▶ 目的
会社設立までの流れを解説する文章を、最後の文の次から書き継ぐこと。

▶ ページ抜粋
起業を考えている方に向けて会社設立までの流れを解説

会社を設立したいと漠然と思っていても、何から始めたらいいのか、何を準備したらいいのかとお悩みではないですか?

今回の記事では会社設立までの流れを解説します。

会社設立の具体的な流れ

さて、本題の会社を設立するための流れを見ていきましょう。

会社設立のための準備

商号(会社名)を決める

これから新しく会社を設立するのには、まずは会社の名前である「商号」を決めていく必要があります。名前は自由につける事が可能ですが、いくつか気をつけておかなければならないポイントがあります。商号(会社名)を登記し、決定すると、次の2つの権利が発生します。

  • 商号使用権:自らの商号(会社名)を他人から妨害されずに利用することが出来る権利
  • 商号専用権:自らの商号(会社名)と誤解される恐れのある商号(会社名)を他人が不正に用いることを排除する権利

印鑑を作る

会社を設立するためには「登記手続」を行います。「登記手続」をするために提出する書類には会社の代表印を押す必要があります。

印鑑の作成には出来上がるまでに時間がかかる場合もありますので、類似商号のチェックが完了したら、すぐに作成をお願いしましょう。

設立登記の際には代表社印(法人実印)の届出義務がありますので、最低1つは必要ですが、実際には最低でも3種類の印鑑を準備しておきましょう。

▶ 提供データ
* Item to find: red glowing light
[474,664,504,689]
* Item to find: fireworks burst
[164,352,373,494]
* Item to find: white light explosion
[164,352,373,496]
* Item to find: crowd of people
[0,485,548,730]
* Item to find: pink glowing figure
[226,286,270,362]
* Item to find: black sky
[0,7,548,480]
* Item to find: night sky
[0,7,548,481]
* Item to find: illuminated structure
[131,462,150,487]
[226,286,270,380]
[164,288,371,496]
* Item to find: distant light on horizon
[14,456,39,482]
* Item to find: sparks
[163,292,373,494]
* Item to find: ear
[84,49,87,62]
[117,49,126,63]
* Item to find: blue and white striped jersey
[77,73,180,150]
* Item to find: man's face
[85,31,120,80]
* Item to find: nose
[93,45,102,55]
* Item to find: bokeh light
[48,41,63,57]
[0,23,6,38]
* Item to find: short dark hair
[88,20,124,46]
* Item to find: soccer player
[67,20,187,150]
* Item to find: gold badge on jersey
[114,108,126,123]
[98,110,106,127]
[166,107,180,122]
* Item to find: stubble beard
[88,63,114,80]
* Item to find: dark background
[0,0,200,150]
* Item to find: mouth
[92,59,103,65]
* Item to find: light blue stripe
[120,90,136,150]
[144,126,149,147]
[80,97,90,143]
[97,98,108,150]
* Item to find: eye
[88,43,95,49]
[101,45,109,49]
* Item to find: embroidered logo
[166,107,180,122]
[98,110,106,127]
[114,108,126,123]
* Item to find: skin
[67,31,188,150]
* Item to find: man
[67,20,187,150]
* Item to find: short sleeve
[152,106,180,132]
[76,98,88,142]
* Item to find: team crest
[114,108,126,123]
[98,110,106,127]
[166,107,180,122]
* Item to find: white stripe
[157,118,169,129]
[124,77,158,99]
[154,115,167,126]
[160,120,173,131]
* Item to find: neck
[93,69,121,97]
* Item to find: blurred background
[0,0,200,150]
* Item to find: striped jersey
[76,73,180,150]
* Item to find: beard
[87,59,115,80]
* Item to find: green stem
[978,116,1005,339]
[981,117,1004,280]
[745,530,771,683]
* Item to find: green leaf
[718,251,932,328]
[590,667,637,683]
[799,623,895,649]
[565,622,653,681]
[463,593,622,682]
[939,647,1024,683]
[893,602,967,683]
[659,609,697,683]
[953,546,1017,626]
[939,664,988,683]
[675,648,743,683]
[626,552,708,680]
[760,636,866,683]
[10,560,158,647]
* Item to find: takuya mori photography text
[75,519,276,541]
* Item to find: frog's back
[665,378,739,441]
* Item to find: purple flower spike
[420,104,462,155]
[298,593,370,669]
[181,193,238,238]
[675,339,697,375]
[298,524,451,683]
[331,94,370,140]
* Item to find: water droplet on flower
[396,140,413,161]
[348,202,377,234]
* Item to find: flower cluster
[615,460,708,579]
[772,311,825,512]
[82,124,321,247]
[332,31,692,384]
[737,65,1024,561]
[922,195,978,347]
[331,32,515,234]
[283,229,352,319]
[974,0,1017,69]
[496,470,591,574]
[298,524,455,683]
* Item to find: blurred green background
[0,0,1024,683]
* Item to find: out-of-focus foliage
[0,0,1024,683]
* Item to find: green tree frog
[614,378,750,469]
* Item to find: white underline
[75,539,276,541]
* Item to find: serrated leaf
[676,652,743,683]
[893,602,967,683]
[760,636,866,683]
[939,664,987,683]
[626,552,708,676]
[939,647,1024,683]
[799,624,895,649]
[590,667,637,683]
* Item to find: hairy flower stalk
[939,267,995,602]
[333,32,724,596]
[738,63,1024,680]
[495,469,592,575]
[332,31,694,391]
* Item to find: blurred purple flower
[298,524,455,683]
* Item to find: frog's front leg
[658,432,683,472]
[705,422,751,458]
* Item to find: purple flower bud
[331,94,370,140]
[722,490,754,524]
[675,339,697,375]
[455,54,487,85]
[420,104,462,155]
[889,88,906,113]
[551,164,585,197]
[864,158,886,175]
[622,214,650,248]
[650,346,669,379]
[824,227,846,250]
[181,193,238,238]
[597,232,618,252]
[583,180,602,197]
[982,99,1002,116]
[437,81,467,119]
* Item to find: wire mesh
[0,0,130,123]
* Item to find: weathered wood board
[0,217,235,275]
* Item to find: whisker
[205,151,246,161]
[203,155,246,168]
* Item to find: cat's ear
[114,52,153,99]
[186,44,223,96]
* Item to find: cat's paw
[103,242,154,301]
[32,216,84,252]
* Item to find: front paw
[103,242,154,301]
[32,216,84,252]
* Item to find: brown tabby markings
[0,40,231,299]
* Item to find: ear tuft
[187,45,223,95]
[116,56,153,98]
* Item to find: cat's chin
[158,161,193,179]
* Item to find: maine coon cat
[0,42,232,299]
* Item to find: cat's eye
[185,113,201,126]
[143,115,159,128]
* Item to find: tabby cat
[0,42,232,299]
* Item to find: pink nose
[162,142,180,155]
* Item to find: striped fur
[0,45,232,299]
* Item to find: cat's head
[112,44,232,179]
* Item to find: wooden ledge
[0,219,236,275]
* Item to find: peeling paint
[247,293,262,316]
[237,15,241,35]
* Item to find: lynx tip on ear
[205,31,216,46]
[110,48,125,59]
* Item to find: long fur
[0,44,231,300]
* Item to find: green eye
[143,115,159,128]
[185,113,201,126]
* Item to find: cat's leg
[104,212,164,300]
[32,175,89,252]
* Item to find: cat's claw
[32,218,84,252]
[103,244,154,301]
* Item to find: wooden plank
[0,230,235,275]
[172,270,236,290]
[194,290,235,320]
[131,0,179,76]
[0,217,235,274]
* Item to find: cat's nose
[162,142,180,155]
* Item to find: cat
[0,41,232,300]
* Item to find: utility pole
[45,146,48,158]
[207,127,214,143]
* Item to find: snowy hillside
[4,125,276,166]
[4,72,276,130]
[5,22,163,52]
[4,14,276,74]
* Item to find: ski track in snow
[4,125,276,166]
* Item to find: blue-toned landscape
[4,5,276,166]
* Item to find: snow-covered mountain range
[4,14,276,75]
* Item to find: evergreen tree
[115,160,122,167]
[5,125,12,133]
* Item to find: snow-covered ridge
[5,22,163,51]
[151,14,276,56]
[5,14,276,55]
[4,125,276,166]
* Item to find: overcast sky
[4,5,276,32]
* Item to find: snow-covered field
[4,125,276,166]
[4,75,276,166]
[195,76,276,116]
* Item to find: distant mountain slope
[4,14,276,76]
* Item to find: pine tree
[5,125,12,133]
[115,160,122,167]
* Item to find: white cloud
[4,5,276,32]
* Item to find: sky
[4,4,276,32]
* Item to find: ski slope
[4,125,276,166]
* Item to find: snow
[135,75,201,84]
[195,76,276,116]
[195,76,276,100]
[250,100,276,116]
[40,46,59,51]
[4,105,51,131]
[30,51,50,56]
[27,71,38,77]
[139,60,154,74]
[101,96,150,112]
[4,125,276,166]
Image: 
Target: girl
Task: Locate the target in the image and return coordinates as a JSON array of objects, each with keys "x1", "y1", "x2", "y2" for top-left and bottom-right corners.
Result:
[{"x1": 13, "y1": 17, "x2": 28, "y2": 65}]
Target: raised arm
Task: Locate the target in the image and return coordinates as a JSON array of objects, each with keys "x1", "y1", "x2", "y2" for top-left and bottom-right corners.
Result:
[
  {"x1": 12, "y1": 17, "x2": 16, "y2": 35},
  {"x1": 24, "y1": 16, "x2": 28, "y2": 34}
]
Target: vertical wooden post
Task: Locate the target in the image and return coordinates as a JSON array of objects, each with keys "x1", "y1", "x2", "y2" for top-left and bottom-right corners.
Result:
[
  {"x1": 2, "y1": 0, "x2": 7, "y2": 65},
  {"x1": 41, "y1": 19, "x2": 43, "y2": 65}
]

▶ 最終回答
  • 代表者印(法人実印):形態に規則はないようですが、一般的には直径18mmの丸印が多いようです。
  • 銀行印:銀行の口座(法人用)開設時などに使用する印鑑です。代表印より少し小さいものが一般的です。
  • 社員(角印):見積書や請求書、領収書など、代表印を押すほどの重要性はない書類に使用します。

役員報酬額を決める

役員報酬によって「法人税の納税額」が変わってきます。

法人税法ではある一定のもの以外は経費(損金)として認められていません。ですから、この経費(損金)として認められる範囲でさらに、個人の所得税や社会保険料等を総合的に判断することが重要かと思います。ちなみに、経費(損金)として認められるための支払い方法は下記の3つがあります。

  • 定期同額給与:1ヶ月以下、一定期間毎に支払われ、各事業年度で支払われる報酬金額が同額である給与
  • 事前確定届出給与:あらかじめ所轄の税務署に「事前確定届出給与に関する届出書」を提出し、届出書に記載した支給日に記載金額を支払う役員賞与
  • 利益連動給与:同族会社以外の法人の場合、利益に関する指標(有価証券報告書記載内容)を基準にして業務執行役員に支払う給与

役員報酬を決める際の注意点は次の①~⑤の通りです。

①役員報酬額が少ないと法人税が増える
会社には「法人税」があります。これは会社の所得(益金一損金)にかかる税金です。会社報酬を少なくしてしまうと、会社の所得は増えるので、法人税が増えることになります。

②役員報酬を増やすと社会保険料が上がる
役員報酬には社会保険料がかかります。社会保険料は所得が増えると金額も上がるので、役員報酬をあげる→個人の所得が増える→社会保険料が上がるという変化が起こるでしょう。社会保険料は会社と個人双方が負担するものなので、どちらにも影響します。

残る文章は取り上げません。